### Alıştırma Görevi 1
Aşağıdaki (a), (b) ve (c) ifadelerinin karar metniyle uyuşup uyuşmadığını evet ya da hayır ile belirtin. Her cevabın yanına karar metninden belirleyici sözleri aynen alıntılayın.
(a) Yargıtay 1. Hukuk Dairesi, 20.10.2010 tarihli ilamıyla kararı onamıştır.
(b) Metne göre zamanaşımı, davanın açıldığı tarihten itibaren işlemeye başlar.
(c) Sonuçtaki bozma kararı oy çokluğuyla verilmiştir.
### Alıştırma Görevi 2
Karar metninin "Bu itibarla yukarıda" sözlerinden "oybirliğiyle karar verildi." sözlerine kadar olan bölümünü hiç değiştirmeden geri verin.

### Alıntı
====================

Dosya içerisinde bulunan taraflar arasındaki … Asliye Hukuk Mahkemesinin 2009/5 esas 2010/51 karar sayılı dava dosyasının incelenmesinden; davacının …, davalının … olduğu, 17.03.2010 tarihli karar ile davanın kabulü ile 1784 parselde kayıtlı olan 14. numaralı apartmanın 2. katına davalı tarafından yapılan elatmanın önlenmesine karar verildiği, kararın temyizi üzerine Yargıtay 1. Hukuk Dairesinin 20.10.2010 tarihli ilamı ile onanmasına karar verildiği, Yargıtay 1. Hukuk Dairesinin 26.05.2011 tarihli ilamı ile davalının karar düzeltme isteminin reddine karar verildiği anlaşılmıştır.Tüm dosya kapsamından, davacının dava konusu taşınmaz üzerindeki zilyetliği, dava ve taraflar arasındaki elatmanın önlenmesi davasının karar tarihi olan 17.03.2010 tarihi itibariyle halen devam etmektedir. Zamanaşımı ancak zilyetliğin son bulduğu tarihten itibaren işlemeye başlayacaktır.Kaldı ki; taraflar arasındaki elatmanın önlenmesi davası yukarıda da belirtildiği üzere, Yargıtay 1.Hukuk Dairesinin 26.05.2011 tarihli ilamı ile kesinleşmiştir.
Hal böyle olunca; somut olayda, taraflar arasındaki elatmanın önlenmesi davasının kesinleşme tarihi dikkate alındığında, davacının davasını ıslah tarihi olan 24.04.2012 tarihi itibariyle, henüz zamanaşımı süresi dolmamıştır.Buna göre; mahkemece, işin esasına girilerek, oluşacak sonuç dairesinde bir hüküm kurulması gerekirken, ıslah edilen miktar yönünden yazılı şekilde zamanaşımı gerçekleştiği gerekçesi ile red kararı verilmesi doğru görülmemiştir.
Bu itibarla yukarıda açıklanan esaslar gözönünde tutulmaksızın yazılı şekilde hüküm tesisi isabetsiz, temyiz itirazları bu nedenlerle yerinde olduğundan kabulü ile hükmün HUMK.nun 428.maddesi gereğince BOZULMASINA ve peşin alınan temyiz harcının istek halinde temyiz edene iadesine, 05.12.2012 tarihinde oybirliğiyle karar verildi.

====================

### Veriler
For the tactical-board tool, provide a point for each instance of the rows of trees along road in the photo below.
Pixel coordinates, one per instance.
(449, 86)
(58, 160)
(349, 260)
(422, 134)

====================

### Nihai Sonuç 1
(a) Evet: "kararın temyizi üzerine Yargıtay 1. Hukuk Dairesinin 20.10.2010 tarihli ilamı ile onanmasına karar verildiği"
(b) Hayır: "Zamanaşımı ancak zilyetliğin son bulduğu tarihten itibaren işlemeye başlayacaktır."
(c) Hayır: "05.12.2012 tarihinde oybirliğiyle karar verildi."

### Nihai Sonuç 2
Bu itibarla yukarıda açıklanan esaslar gözönünde tutulmaksızın yazılı şekilde hüküm tesisi isabetsiz, temyiz itirazları bu nedenlerle yerinde olduğundan kabulü ile hükmün HUMK.nun 428.maddesi gereğince BOZULMASINA ve peşin alınan temyiz harcının istek halinde temyiz edene iadesine, 05.12.2012 tarihinde oybirliğiyle karar verildi.